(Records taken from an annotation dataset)
** start **

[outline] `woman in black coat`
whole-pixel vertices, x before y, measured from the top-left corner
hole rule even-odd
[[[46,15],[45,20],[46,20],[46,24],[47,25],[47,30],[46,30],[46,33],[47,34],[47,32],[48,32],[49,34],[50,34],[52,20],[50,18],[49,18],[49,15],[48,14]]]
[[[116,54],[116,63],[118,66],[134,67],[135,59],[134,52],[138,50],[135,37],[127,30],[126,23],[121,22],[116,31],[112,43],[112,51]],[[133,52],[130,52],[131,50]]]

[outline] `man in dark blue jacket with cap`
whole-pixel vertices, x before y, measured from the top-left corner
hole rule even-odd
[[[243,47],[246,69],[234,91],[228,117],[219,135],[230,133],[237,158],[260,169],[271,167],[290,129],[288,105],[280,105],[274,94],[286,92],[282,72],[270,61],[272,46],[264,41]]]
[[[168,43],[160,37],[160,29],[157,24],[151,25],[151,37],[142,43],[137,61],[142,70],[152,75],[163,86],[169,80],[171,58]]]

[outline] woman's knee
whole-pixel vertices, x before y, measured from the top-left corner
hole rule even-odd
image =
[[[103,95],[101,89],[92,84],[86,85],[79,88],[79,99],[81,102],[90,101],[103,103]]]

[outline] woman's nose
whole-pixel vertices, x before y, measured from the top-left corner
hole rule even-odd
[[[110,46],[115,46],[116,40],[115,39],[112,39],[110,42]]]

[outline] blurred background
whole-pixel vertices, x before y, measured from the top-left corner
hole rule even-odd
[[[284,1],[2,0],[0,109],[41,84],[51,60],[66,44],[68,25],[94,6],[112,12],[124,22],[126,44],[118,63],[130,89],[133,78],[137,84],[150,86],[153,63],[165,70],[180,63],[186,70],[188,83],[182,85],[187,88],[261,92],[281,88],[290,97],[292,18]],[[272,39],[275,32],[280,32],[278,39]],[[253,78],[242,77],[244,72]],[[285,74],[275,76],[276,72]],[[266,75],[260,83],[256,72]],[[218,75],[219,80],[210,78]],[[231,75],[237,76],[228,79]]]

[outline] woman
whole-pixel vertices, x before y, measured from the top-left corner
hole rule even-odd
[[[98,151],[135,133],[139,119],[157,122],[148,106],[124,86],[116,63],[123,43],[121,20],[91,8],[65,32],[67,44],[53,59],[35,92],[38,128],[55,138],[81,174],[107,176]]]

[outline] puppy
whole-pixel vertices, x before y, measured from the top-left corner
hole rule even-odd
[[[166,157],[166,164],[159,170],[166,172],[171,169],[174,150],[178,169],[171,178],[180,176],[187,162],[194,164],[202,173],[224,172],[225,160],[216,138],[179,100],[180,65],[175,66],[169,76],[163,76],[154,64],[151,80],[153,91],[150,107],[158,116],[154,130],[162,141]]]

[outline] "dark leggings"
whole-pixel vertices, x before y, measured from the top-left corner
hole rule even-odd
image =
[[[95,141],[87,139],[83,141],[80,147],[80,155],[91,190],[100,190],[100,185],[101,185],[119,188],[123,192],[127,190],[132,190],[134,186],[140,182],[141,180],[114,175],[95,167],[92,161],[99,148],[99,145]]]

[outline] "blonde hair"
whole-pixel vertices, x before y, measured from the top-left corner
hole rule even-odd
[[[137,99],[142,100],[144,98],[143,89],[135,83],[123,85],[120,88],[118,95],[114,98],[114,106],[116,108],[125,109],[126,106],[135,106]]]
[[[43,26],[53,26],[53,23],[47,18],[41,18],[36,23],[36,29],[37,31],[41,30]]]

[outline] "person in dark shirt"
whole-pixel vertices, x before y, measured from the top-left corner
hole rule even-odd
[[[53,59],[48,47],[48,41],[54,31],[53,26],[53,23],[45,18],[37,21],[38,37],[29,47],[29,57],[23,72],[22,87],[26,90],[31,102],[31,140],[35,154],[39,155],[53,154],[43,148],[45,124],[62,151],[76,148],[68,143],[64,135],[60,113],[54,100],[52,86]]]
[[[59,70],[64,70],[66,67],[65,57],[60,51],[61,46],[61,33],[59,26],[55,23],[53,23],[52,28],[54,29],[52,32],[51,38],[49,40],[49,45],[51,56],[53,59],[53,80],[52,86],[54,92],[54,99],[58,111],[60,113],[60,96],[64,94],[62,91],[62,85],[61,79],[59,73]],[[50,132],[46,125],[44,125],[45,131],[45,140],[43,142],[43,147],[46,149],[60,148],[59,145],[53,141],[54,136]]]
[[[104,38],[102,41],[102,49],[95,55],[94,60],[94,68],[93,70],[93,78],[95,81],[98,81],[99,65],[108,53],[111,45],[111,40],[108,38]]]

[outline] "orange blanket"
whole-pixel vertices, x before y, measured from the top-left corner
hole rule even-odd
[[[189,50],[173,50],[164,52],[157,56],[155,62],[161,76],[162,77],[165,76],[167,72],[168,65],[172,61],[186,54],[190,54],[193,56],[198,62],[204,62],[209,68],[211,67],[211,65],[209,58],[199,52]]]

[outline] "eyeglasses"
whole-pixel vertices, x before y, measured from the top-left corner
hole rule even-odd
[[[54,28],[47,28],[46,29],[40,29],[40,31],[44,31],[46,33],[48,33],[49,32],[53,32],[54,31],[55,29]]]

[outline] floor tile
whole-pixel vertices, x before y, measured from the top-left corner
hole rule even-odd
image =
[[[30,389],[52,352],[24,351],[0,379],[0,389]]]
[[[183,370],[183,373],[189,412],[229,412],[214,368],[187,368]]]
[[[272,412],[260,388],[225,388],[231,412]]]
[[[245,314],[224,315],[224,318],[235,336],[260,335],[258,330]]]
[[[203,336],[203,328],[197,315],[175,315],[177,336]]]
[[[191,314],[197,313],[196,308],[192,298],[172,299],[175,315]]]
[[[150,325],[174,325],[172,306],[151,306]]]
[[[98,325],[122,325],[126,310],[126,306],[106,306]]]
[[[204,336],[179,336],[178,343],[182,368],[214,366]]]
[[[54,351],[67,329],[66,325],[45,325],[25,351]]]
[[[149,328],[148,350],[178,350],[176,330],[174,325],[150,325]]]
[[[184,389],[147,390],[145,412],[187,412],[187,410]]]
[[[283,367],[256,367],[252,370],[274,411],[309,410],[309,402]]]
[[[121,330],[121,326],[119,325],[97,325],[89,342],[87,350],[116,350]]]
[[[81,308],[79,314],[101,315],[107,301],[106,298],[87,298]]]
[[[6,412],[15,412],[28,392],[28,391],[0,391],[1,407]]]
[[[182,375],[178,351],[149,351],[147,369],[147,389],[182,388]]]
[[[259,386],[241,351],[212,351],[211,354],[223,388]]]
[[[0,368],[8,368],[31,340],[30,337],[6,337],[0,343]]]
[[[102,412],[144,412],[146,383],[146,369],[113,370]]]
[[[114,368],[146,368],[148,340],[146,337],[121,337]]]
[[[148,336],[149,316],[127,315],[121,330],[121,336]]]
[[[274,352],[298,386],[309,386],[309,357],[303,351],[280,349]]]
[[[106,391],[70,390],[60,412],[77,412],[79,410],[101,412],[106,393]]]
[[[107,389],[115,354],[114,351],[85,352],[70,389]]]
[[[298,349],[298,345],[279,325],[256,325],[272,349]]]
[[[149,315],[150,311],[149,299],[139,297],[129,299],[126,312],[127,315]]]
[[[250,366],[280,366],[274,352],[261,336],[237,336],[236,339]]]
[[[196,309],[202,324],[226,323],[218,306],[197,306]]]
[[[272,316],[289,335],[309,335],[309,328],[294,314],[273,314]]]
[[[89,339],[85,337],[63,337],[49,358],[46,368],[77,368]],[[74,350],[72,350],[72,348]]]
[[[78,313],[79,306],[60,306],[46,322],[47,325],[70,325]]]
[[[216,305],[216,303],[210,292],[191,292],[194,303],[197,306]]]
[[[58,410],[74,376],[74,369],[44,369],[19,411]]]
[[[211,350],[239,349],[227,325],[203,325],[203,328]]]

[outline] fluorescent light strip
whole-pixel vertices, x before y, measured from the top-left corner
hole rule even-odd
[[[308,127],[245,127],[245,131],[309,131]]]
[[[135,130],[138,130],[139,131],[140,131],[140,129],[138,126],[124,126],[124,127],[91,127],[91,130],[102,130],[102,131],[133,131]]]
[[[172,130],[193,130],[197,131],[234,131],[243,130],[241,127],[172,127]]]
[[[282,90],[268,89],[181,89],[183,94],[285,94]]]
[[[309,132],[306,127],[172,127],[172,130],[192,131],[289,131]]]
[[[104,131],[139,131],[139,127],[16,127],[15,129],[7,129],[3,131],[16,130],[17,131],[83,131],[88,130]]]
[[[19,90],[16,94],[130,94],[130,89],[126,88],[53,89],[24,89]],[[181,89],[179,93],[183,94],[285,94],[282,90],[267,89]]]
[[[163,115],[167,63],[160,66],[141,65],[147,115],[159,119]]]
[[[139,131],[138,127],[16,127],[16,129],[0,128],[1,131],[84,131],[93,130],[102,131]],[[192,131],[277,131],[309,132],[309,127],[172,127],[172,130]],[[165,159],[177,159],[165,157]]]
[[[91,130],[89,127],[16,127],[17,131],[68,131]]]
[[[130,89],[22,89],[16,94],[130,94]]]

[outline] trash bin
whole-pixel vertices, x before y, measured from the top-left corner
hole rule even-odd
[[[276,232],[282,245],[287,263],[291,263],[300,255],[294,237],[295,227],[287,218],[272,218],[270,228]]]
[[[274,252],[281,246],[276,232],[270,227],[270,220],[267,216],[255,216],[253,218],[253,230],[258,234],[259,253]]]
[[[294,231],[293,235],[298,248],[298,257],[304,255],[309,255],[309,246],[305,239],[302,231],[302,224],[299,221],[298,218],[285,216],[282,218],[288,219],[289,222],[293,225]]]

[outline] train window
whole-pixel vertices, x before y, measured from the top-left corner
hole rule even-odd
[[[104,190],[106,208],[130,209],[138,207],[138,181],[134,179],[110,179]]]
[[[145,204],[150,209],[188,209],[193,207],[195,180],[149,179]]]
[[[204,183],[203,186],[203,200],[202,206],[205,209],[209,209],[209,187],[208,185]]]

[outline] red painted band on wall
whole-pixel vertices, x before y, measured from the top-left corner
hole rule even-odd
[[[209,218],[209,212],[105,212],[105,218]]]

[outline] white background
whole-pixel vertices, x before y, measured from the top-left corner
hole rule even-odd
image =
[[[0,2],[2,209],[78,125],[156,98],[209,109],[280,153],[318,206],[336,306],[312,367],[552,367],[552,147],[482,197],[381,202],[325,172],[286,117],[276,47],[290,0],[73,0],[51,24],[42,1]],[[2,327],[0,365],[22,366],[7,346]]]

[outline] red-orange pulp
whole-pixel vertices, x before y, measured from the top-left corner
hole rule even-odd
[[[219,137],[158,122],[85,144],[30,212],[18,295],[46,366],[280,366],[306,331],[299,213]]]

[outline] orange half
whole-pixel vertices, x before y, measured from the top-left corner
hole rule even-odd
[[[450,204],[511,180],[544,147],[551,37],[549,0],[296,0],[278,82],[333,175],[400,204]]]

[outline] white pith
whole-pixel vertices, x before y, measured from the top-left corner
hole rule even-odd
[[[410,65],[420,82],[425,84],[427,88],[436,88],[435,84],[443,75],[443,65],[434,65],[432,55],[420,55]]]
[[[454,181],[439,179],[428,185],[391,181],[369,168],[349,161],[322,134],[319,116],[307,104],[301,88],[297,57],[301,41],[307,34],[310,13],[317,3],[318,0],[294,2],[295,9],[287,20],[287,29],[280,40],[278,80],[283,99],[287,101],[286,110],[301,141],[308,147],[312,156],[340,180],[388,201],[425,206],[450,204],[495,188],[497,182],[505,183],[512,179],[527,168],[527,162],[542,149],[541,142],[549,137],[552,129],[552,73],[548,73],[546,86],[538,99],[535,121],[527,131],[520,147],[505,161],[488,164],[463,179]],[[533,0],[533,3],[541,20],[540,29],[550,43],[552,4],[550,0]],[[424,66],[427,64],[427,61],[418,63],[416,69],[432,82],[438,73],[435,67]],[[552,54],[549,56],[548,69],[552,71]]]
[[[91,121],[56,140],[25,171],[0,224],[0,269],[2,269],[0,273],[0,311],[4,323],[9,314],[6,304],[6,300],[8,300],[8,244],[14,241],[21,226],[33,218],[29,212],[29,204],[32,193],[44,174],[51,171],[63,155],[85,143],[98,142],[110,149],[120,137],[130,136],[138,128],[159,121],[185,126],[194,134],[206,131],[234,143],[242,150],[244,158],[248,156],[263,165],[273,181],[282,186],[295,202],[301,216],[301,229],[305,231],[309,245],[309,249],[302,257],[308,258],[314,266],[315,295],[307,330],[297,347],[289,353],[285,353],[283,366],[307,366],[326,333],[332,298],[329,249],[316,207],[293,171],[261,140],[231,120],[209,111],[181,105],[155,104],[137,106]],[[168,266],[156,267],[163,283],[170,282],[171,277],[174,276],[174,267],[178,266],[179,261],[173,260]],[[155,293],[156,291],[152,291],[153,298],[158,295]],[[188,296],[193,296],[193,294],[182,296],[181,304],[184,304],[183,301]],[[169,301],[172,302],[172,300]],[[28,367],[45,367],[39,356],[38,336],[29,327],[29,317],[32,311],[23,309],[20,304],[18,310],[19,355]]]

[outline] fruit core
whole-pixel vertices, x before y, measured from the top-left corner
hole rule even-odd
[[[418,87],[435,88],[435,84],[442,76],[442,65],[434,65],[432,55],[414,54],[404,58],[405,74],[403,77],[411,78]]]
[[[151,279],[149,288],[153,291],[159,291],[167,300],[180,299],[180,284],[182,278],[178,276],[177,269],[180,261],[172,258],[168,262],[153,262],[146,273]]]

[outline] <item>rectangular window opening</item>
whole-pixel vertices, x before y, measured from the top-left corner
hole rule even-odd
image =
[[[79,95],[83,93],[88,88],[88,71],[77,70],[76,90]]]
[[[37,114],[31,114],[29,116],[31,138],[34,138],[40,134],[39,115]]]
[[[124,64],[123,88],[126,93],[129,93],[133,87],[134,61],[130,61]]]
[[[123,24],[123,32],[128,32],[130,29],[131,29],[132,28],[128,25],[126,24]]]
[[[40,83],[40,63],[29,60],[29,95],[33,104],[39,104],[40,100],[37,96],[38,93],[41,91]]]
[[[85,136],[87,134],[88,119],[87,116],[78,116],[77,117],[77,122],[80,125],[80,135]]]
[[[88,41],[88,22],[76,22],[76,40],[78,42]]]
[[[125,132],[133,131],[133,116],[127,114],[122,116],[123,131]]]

** end **

▶ [INSTRUCTIONS TO FOLLOW]:
Extract every line in the data above that contains the string "dark". Treat the match as case-sensitive.

▶ [CORRECT RESULT]:
[outline] `man in dark blue jacket with cap`
[outline] "dark leggings"
[outline] "person in dark shirt"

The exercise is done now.